*** Exercise materials ***

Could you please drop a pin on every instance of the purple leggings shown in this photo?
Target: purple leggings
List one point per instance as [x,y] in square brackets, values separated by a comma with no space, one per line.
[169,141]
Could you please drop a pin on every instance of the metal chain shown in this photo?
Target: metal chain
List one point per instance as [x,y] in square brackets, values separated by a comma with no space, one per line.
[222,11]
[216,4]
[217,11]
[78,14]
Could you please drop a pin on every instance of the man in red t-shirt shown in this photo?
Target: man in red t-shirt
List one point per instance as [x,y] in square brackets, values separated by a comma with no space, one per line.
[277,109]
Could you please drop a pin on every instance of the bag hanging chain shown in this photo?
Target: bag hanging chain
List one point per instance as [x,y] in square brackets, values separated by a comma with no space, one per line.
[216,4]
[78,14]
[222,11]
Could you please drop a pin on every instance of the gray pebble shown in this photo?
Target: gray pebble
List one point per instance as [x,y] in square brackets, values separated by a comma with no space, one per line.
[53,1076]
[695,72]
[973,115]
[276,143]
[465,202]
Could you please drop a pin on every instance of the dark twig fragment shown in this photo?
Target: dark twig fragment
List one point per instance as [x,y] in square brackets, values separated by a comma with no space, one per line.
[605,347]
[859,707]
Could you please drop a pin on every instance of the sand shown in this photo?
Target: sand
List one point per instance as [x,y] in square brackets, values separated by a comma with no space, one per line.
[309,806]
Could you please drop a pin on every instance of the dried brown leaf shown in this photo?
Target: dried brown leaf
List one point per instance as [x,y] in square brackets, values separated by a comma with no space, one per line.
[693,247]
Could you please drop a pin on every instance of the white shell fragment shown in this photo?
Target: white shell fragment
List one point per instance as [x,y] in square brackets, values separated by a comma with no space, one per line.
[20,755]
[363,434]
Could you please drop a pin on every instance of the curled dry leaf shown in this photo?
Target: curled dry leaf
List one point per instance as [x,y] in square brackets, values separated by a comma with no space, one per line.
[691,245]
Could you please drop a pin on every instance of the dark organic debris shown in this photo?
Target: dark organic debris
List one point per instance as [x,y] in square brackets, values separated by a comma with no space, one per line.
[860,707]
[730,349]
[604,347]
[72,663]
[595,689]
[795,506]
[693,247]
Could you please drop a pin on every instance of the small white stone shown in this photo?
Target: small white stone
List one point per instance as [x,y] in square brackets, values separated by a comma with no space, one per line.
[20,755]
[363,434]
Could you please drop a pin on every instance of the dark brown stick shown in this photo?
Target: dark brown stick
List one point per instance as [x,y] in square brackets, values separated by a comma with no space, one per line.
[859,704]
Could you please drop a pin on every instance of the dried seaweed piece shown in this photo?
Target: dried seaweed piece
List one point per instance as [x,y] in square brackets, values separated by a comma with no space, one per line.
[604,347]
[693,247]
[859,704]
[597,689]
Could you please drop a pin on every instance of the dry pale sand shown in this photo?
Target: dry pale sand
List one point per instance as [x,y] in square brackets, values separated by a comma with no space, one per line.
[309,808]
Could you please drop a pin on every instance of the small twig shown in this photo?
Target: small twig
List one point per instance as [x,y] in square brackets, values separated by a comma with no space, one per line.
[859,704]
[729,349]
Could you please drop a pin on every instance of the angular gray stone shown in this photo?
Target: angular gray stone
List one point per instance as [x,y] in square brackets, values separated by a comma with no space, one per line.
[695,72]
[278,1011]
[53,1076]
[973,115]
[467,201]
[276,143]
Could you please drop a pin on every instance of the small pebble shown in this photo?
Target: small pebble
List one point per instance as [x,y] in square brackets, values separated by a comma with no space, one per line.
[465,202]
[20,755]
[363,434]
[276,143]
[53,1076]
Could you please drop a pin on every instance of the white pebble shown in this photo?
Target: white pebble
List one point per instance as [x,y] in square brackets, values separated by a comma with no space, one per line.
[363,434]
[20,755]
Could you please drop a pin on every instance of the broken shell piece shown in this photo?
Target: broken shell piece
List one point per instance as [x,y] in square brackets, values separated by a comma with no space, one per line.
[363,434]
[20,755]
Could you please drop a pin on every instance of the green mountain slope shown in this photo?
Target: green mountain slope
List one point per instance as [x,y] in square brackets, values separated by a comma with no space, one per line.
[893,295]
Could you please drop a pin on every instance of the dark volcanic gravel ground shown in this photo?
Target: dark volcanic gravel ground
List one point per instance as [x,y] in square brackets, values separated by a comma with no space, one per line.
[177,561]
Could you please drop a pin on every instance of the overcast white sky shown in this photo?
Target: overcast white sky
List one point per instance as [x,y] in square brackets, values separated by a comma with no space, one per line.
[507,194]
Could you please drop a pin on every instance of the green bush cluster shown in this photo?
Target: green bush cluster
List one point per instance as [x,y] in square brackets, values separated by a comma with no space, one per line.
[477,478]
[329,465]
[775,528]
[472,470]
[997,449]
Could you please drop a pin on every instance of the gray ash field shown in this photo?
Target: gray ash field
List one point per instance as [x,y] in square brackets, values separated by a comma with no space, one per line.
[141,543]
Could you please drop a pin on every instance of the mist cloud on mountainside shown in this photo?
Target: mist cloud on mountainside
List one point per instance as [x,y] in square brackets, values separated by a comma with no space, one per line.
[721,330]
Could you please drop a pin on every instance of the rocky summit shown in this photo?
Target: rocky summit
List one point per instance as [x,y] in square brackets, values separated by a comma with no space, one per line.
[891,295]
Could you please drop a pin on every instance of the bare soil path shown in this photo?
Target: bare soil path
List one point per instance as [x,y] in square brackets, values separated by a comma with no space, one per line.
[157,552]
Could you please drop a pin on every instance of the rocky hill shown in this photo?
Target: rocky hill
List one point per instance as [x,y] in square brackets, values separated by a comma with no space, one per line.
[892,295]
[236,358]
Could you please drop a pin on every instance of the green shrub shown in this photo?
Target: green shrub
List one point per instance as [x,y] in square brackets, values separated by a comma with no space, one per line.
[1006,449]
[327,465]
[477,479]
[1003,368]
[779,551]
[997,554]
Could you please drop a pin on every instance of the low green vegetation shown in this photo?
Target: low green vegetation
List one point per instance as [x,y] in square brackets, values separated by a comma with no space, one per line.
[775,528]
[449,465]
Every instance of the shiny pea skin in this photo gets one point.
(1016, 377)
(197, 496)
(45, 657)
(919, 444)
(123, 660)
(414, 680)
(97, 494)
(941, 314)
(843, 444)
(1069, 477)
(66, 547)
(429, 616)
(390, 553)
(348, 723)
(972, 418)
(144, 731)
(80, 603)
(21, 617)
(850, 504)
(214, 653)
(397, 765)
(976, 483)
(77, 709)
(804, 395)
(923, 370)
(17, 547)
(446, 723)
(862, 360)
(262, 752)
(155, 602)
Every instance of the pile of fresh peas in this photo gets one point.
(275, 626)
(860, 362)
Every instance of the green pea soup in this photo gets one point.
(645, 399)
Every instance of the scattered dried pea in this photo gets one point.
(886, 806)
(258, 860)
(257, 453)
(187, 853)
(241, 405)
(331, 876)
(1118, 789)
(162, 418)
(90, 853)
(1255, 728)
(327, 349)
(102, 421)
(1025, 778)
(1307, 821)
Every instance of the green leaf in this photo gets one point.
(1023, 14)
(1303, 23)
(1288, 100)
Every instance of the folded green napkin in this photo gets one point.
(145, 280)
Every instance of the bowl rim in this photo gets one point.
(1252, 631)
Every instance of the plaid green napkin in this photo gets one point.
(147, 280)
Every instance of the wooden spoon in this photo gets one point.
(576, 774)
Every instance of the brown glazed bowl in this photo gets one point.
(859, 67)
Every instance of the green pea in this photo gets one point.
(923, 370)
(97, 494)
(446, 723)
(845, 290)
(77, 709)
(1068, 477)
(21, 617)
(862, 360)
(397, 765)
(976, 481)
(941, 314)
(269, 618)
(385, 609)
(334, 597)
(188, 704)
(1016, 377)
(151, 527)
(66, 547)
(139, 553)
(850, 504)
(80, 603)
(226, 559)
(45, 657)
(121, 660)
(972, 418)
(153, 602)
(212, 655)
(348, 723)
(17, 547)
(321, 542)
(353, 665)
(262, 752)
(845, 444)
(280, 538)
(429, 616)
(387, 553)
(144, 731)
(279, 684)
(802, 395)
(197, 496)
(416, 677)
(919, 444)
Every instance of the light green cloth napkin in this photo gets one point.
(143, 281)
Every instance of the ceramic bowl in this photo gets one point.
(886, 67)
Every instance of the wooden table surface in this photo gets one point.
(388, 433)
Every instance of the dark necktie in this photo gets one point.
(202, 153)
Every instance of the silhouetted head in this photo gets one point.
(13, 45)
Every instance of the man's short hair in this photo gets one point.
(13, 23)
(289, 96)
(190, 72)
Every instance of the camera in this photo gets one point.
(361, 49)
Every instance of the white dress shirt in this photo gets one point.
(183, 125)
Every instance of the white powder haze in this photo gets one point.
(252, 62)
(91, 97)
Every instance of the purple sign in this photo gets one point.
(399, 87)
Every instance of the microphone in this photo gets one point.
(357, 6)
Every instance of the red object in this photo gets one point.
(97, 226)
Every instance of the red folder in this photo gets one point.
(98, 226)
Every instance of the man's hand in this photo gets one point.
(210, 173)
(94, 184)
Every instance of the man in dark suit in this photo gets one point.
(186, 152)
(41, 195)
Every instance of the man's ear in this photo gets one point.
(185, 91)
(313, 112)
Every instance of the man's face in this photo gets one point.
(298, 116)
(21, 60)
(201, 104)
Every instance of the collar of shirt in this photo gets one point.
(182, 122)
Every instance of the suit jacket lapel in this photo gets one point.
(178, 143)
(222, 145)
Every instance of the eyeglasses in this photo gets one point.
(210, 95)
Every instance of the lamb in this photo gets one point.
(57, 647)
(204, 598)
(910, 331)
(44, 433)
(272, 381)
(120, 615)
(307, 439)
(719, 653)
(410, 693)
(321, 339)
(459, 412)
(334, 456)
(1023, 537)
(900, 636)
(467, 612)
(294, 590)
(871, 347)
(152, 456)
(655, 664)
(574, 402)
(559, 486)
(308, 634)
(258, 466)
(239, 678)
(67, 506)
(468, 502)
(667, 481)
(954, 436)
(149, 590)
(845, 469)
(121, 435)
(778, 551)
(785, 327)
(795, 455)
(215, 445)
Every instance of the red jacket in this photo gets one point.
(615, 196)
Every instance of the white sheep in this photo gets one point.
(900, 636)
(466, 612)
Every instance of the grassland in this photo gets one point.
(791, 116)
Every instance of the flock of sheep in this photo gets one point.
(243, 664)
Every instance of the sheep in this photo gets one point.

***

Description of the task: Give again only the lines of the material above that run from the one with "Every instance of the man's face" through the end, both included, exactly as they appear.

Written reply:
Every instance of the man's face in this photo gets one point.
(298, 116)
(21, 60)
(201, 104)
Every instance of the collar of shirt in this photo gets one point.
(182, 122)
Every instance of the suit jacket lapel in this photo gets one point.
(178, 143)
(222, 145)
Every instance of the eyeglasses in this photo gets one point.
(210, 95)
Every instance of the lamb in this photo gets one point.
(57, 647)
(204, 598)
(910, 331)
(44, 433)
(272, 381)
(120, 615)
(307, 439)
(719, 653)
(410, 693)
(321, 339)
(459, 412)
(334, 456)
(1023, 537)
(900, 636)
(467, 612)
(294, 590)
(871, 347)
(152, 456)
(655, 664)
(574, 402)
(559, 486)
(308, 634)
(258, 466)
(239, 678)
(67, 506)
(468, 502)
(667, 481)
(954, 436)
(149, 590)
(845, 469)
(121, 435)
(778, 551)
(785, 327)
(795, 455)
(215, 445)
Every instance of the red jacket in this photo gets one point.
(615, 196)
Every instance of the white sheep in this photo gets one point.
(900, 636)
(466, 612)
Every instance of the grassland in this photo gets one point.
(791, 116)
Every instance of the flock of sheep in this photo gets one point.
(243, 664)
Every instance of the sheep in this photo gets one point.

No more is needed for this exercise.